▶ _TASK ITEM_
All of the entries are to be written out again verbatim.

▶ _DATA TO USE_
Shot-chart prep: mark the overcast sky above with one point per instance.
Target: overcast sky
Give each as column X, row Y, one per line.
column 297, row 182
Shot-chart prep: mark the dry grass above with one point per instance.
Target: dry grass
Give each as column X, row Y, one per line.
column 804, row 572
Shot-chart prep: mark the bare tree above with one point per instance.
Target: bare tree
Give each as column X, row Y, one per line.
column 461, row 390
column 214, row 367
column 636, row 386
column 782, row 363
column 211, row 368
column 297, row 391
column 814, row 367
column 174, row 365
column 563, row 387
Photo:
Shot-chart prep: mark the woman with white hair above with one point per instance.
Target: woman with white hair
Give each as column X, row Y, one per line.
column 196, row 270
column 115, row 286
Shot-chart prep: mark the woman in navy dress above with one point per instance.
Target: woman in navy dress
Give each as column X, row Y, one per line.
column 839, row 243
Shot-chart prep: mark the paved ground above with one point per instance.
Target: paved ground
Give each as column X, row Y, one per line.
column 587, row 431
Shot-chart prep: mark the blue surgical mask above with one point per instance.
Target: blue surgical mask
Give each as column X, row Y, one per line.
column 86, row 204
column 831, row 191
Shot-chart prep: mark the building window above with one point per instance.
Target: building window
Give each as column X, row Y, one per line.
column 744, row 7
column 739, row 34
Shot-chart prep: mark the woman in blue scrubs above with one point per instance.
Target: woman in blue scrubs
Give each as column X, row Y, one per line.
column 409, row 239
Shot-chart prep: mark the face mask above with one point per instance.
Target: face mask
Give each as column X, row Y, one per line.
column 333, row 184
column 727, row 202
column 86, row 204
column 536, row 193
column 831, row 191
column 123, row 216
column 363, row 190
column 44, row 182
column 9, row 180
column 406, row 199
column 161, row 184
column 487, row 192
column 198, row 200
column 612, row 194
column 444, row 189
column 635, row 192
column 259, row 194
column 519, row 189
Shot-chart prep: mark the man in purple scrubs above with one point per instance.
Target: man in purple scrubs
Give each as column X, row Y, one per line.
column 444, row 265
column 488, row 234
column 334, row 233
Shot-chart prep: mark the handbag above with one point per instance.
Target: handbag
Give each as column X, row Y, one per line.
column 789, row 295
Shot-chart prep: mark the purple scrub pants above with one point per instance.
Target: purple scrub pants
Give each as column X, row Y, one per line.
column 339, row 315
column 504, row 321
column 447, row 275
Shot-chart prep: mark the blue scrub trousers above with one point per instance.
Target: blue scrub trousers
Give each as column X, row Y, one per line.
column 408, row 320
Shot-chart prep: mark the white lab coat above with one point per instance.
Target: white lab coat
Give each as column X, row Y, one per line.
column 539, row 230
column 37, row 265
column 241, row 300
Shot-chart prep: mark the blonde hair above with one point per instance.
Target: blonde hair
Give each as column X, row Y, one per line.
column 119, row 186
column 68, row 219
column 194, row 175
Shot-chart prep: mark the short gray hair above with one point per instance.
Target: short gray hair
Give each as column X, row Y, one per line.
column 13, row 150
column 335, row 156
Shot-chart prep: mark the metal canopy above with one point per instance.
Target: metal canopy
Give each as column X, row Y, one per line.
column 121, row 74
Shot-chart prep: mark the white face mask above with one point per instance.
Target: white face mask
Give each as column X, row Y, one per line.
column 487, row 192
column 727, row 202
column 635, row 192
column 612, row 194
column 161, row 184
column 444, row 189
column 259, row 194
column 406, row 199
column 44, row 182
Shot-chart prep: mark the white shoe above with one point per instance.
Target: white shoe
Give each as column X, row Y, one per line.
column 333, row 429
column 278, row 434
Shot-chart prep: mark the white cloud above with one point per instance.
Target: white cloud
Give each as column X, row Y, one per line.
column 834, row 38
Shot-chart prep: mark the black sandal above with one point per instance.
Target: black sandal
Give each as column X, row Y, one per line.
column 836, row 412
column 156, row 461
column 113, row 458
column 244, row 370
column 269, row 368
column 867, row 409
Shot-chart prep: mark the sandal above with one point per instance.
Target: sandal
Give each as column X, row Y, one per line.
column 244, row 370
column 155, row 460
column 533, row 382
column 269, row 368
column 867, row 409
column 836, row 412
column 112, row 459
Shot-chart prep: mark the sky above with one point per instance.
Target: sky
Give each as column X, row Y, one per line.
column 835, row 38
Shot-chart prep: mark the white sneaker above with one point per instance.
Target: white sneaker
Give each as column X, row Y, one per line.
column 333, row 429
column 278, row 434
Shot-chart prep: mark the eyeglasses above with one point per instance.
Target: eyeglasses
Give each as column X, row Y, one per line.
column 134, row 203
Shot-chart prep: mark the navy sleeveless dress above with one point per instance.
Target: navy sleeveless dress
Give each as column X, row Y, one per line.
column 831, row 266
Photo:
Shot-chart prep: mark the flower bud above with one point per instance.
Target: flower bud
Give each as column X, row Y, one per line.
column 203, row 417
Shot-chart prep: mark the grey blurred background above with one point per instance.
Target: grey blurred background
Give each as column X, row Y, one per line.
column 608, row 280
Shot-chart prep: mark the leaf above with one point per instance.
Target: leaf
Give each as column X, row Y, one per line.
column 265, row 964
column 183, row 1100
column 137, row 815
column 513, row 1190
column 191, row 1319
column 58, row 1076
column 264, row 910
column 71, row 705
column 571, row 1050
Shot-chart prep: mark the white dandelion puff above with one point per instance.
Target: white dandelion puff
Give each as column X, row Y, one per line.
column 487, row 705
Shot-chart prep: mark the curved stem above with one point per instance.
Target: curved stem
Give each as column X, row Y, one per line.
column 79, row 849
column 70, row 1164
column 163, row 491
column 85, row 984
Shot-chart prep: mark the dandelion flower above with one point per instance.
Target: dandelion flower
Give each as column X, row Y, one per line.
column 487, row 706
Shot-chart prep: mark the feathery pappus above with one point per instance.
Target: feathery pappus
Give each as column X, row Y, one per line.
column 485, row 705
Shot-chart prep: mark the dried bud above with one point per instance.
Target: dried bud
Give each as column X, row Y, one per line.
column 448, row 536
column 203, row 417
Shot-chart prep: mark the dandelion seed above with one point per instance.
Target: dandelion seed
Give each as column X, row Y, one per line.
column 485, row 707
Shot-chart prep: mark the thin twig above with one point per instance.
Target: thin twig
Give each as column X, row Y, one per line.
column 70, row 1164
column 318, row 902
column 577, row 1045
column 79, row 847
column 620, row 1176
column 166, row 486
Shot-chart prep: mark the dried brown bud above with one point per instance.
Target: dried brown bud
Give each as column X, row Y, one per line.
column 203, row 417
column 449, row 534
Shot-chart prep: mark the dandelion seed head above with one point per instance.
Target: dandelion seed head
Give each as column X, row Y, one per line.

▶ _ANSWER SPACE_
Shot-chart prep: mark the overcast sky above with one point per instance.
Target: overcast sky
Give each as column X, row Y, one per line.
column 297, row 182
Shot-chart prep: mark the dry grass above with one point per instance.
Target: dry grass
Give each as column X, row Y, one per line.
column 804, row 572
Shot-chart prep: mark the bare tree above with one point per instance.
Target: bare tree
Give each as column X, row Y, one per line.
column 461, row 390
column 214, row 367
column 636, row 386
column 782, row 363
column 211, row 368
column 297, row 391
column 814, row 367
column 174, row 365
column 563, row 387
Photo:
Shot-chart prep: mark the woman with white hair above with one point per instance.
Target: woman with white hair
Give each as column X, row Y, one per line.
column 196, row 270
column 115, row 286
Shot-chart prep: mark the woman in navy dress above with one point per instance.
Target: woman in navy dress
Give each as column X, row Y, one per line.
column 839, row 243
Shot-chart prep: mark the paved ground above with one point per instance.
Target: paved ground
Give each as column X, row Y, one per line.
column 587, row 431
Shot-chart prep: mark the blue surgical mask above with one point per instance.
Target: blue surgical mask
Give each as column X, row Y, one per line.
column 86, row 204
column 831, row 191
Shot-chart prep: mark the building window above with one point per instance.
Target: building window
Give each as column X, row Y, one per line.
column 744, row 7
column 739, row 34
Shot-chart prep: mark the woman in blue scrubs above with one point per instance.
Target: woman in blue scrubs
Give each as column X, row Y, one per line.
column 409, row 239
Shot-chart prep: mark the face mask above with one point per instance.
Target: face mask
Give each as column X, row Y, one per line.
column 333, row 184
column 727, row 202
column 86, row 204
column 536, row 193
column 831, row 191
column 123, row 216
column 363, row 190
column 44, row 182
column 9, row 180
column 406, row 199
column 161, row 184
column 487, row 192
column 198, row 200
column 612, row 194
column 444, row 189
column 635, row 192
column 259, row 194
column 519, row 189
Shot-chart prep: mark the man in purple scrubs above with one point per instance.
Target: man in purple scrubs
Give each as column X, row Y, one per line.
column 444, row 265
column 488, row 234
column 334, row 233
Shot-chart prep: mark the handbag above with one point per instance.
Target: handbag
Give each as column X, row Y, one per line.
column 789, row 295
Shot-chart prep: mark the purple scrub pants above with one point per instance.
Target: purple scrub pants
Give each as column X, row Y, one per line.
column 339, row 315
column 504, row 321
column 447, row 275
Shot-chart prep: mark the blue scrub trousers above with one point per instance.
Target: blue scrub trousers
Give each as column X, row Y, one per line.
column 408, row 320
Shot-chart prep: mark the white lab coat above with one point per instance.
Target: white lab coat
Give each as column X, row Y, one per line.
column 539, row 230
column 37, row 265
column 241, row 300
Shot-chart prep: mark the blonde hair above with one point per instance.
Target: blonde hair
Give each as column X, row Y, one per line.
column 119, row 186
column 68, row 219
column 194, row 175
Shot-chart prep: mark the short gray hair above with one point per instance.
Target: short gray hair
Give each as column X, row Y, one per line.
column 13, row 150
column 335, row 156
Shot-chart prep: mark the metal canopy above with one point per instance.
Target: metal canopy
Give each as column X, row Y, one per line.
column 121, row 74
Shot-chart prep: mark the white face mask above with one point per instance.
Target: white face mask
Give each as column X, row Y, one per line.
column 487, row 192
column 727, row 202
column 635, row 192
column 612, row 194
column 161, row 184
column 444, row 189
column 259, row 194
column 406, row 199
column 44, row 182
Shot-chart prep: mark the white shoe above with one point per instance.
Target: white shoe
Give each as column X, row Y, one per line.
column 333, row 429
column 278, row 434
Shot-chart prep: mark the white cloud above with one point per instance.
Target: white cloud
Give each as column X, row Y, one per line.
column 834, row 38
Shot-chart prep: mark the black sandal above with one point per instance.
Target: black sandal
Give each as column X, row Y, one per line.
column 836, row 412
column 156, row 461
column 113, row 458
column 244, row 370
column 269, row 368
column 867, row 409
Shot-chart prep: mark the sandal above with one point per instance.
Target: sandal
Give each as column X, row Y, one per line.
column 244, row 370
column 155, row 460
column 533, row 382
column 269, row 368
column 867, row 409
column 836, row 412
column 112, row 459
Shot-chart prep: mark the sky above with one point per instance.
Target: sky
Give each as column X, row Y, one per line.
column 835, row 38
Shot-chart prep: mark the white sneaker above with one point per instance.
Target: white sneaker
Give each as column X, row Y, one per line.
column 333, row 429
column 278, row 434
Shot-chart prep: mark the eyeglasses above with one point per instance.
Target: eyeglasses
Give each as column X, row Y, one per line.
column 134, row 203
Shot-chart prep: mark the navy sleeveless dress above with one point per instance.
Target: navy sleeveless dress
Give each as column X, row Y, one per line.
column 831, row 266
Photo:
Shot-chart prep: mark the flower bud above with one point per instance.
Target: flower bud
Give each as column X, row Y, one per line.
column 203, row 417
Shot-chart prep: mark the grey blurred background above with one point per instance.
Target: grey blurred background
Give each as column X, row Y, one per line.
column 608, row 280
Shot-chart prep: mark the leaf above with one point per instance.
Target: leaf
Give each as column X, row Y, one per line.
column 265, row 964
column 183, row 1100
column 137, row 815
column 513, row 1190
column 191, row 1319
column 58, row 1076
column 264, row 910
column 71, row 705
column 571, row 1050
Shot-chart prep: mark the white dandelion puff above with one point per instance.
Target: white dandelion puff
Give each as column X, row Y, one per line.
column 487, row 705
Shot-chart prep: mark the curved stem above with one point per instance.
Target: curved stem
Give each as column X, row Y, one per line.
column 79, row 849
column 70, row 1164
column 163, row 491
column 85, row 984
Shot-chart prep: mark the dandelion flower above with one point per instance.
Target: dandelion flower
Give each as column X, row Y, one per line.
column 487, row 706
Shot-chart prep: mark the feathery pappus above with one point per instance.
Target: feathery pappus
Give each as column X, row Y, one per line.
column 485, row 705
Shot-chart prep: mark the dried bud above with one point per instance.
Target: dried bud
Give each as column X, row Y, one per line.
column 448, row 536
column 203, row 417
Shot-chart prep: mark the dandelion seed above with one point per instance.
Target: dandelion seed
Give each as column X, row Y, one per line.
column 485, row 707
Shot-chart prep: mark the thin twig above with one point per instance.
Target: thin twig
Give each as column X, row Y, one per line.
column 70, row 1164
column 318, row 902
column 577, row 1045
column 79, row 847
column 620, row 1176
column 166, row 486
Shot-chart prep: mark the dried brown bud above with one point per instance.
Target: dried brown bud
Give each as column X, row Y, one per line.
column 203, row 417
column 449, row 534
Shot-chart prep: mark the dandelion seed head above with one point per instance.
Target: dandelion seed head
Give each as column X, row Y, one per line.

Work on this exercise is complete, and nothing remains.